TO BE DONE » All of the records listed below should be retyped exactly.

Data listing

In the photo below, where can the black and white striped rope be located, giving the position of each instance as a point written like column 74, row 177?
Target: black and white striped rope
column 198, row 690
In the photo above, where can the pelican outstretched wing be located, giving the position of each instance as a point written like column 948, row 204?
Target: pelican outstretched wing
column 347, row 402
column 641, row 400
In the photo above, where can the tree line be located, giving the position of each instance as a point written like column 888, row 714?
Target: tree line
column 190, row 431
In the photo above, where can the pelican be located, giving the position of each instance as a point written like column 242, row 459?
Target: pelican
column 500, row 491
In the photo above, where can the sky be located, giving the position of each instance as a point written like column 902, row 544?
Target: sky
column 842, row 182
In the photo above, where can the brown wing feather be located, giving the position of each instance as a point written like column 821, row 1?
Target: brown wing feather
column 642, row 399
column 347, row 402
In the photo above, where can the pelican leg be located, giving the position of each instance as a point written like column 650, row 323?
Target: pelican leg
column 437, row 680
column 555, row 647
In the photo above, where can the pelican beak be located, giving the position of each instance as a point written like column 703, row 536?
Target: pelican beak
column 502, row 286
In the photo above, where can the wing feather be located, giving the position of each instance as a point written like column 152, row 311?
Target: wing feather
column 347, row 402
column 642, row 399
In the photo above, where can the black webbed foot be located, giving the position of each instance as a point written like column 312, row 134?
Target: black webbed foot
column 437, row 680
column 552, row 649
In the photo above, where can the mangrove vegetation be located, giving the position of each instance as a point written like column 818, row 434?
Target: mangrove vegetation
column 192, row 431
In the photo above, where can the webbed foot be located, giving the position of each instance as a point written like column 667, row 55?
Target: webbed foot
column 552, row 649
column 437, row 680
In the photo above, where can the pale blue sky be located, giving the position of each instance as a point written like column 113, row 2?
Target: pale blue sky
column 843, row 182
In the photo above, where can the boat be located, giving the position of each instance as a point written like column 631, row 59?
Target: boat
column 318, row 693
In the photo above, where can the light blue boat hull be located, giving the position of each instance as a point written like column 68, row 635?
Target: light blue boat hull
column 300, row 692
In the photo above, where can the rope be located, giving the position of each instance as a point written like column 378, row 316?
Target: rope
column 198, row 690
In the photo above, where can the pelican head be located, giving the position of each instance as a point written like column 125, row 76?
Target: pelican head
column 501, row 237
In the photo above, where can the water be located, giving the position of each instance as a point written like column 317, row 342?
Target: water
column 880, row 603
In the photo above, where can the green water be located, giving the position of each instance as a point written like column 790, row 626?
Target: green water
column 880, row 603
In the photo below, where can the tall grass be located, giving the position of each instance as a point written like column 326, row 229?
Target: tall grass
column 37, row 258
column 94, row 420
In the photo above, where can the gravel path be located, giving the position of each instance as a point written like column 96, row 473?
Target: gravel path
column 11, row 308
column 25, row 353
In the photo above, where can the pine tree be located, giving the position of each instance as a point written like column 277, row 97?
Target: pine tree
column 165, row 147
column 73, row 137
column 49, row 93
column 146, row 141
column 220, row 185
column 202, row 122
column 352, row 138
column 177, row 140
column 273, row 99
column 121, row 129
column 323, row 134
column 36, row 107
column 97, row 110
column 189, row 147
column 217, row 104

RESULT BELOW »
In the photo below, where can the black and white striped rope be located, giving the position of each instance as a point written like column 74, row 177?
Target: black and white striped rope
column 198, row 690
In the photo above, where can the pelican outstretched wing be located, giving the position of each instance as a point written like column 948, row 204?
Target: pelican outstretched wing
column 347, row 402
column 641, row 400
In the photo above, where can the tree line be located, giving the position of each instance as a point written like column 888, row 714?
Target: tree line
column 190, row 431
In the photo above, where can the pelican be located, giving the position of each instance as a point written like column 242, row 459?
Target: pelican
column 500, row 491
In the photo above, where can the sky be located, giving the position of each instance as a point written like column 902, row 544?
Target: sky
column 842, row 182
In the photo above, where can the brown wing feather be located, giving the position of each instance as a point written like column 821, row 1?
Target: brown wing feather
column 642, row 399
column 347, row 402
In the photo above, where can the pelican leg be located, giving the position of each instance as a point written like column 650, row 323?
Target: pelican leg
column 437, row 680
column 555, row 647
In the photo above, where can the pelican beak be located, giving the position of each instance as a point written like column 703, row 536?
Target: pelican beak
column 502, row 286
In the photo above, where can the wing feather be located, giving the position of each instance as a point written like column 152, row 311?
Target: wing feather
column 347, row 402
column 642, row 399
In the photo above, where can the black webbed foot be located, giving the position of each instance as a point written like column 312, row 134?
Target: black webbed foot
column 437, row 680
column 552, row 649
In the photo above, where can the mangrove vegetation be located, giving the position of each instance as a point written like column 818, row 434?
Target: mangrove vegetation
column 192, row 431
In the photo above, where can the webbed foot be located, giving the position of each instance as a point written like column 667, row 55?
Target: webbed foot
column 552, row 649
column 437, row 680
In the photo above, where can the pale blue sky be located, giving the position of each instance as a point written like column 113, row 2?
Target: pale blue sky
column 843, row 182
In the photo above, where can the boat be located, giving the position of each instance as a point written like column 631, row 59?
Target: boat
column 318, row 693
In the photo above, where can the light blue boat hull be located, giving the position of each instance as a point written like column 68, row 635?
Target: light blue boat hull
column 300, row 692
In the photo above, where can the rope be located, giving the position of each instance as a point written like column 378, row 316?
Target: rope
column 198, row 690
In the photo above, where can the pelican head be located, giving the position of each instance as a point written like column 125, row 76?
Target: pelican head
column 501, row 237
In the photo above, where can the water be located, giving the position of each instance as a point written like column 317, row 342?
Target: water
column 880, row 603
In the photo above, where can the green water be located, giving the position of each instance as a point written like column 790, row 626?
Target: green water
column 880, row 603
In the photo below, where can the tall grass be located, giving the position of each instance as a point written like column 326, row 229?
Target: tall grass
column 37, row 258
column 94, row 420
In the photo above, where can the gravel path be located, giving the position of each instance as a point written like column 96, row 473?
Target: gravel path
column 11, row 308
column 25, row 353
In the photo above, where can the pine tree be located, giving the position of each instance as a point written like column 277, row 97?
Target: pine tree
column 165, row 147
column 73, row 137
column 49, row 93
column 146, row 141
column 220, row 185
column 202, row 122
column 352, row 138
column 177, row 140
column 273, row 99
column 121, row 129
column 323, row 134
column 36, row 107
column 97, row 110
column 189, row 147
column 217, row 104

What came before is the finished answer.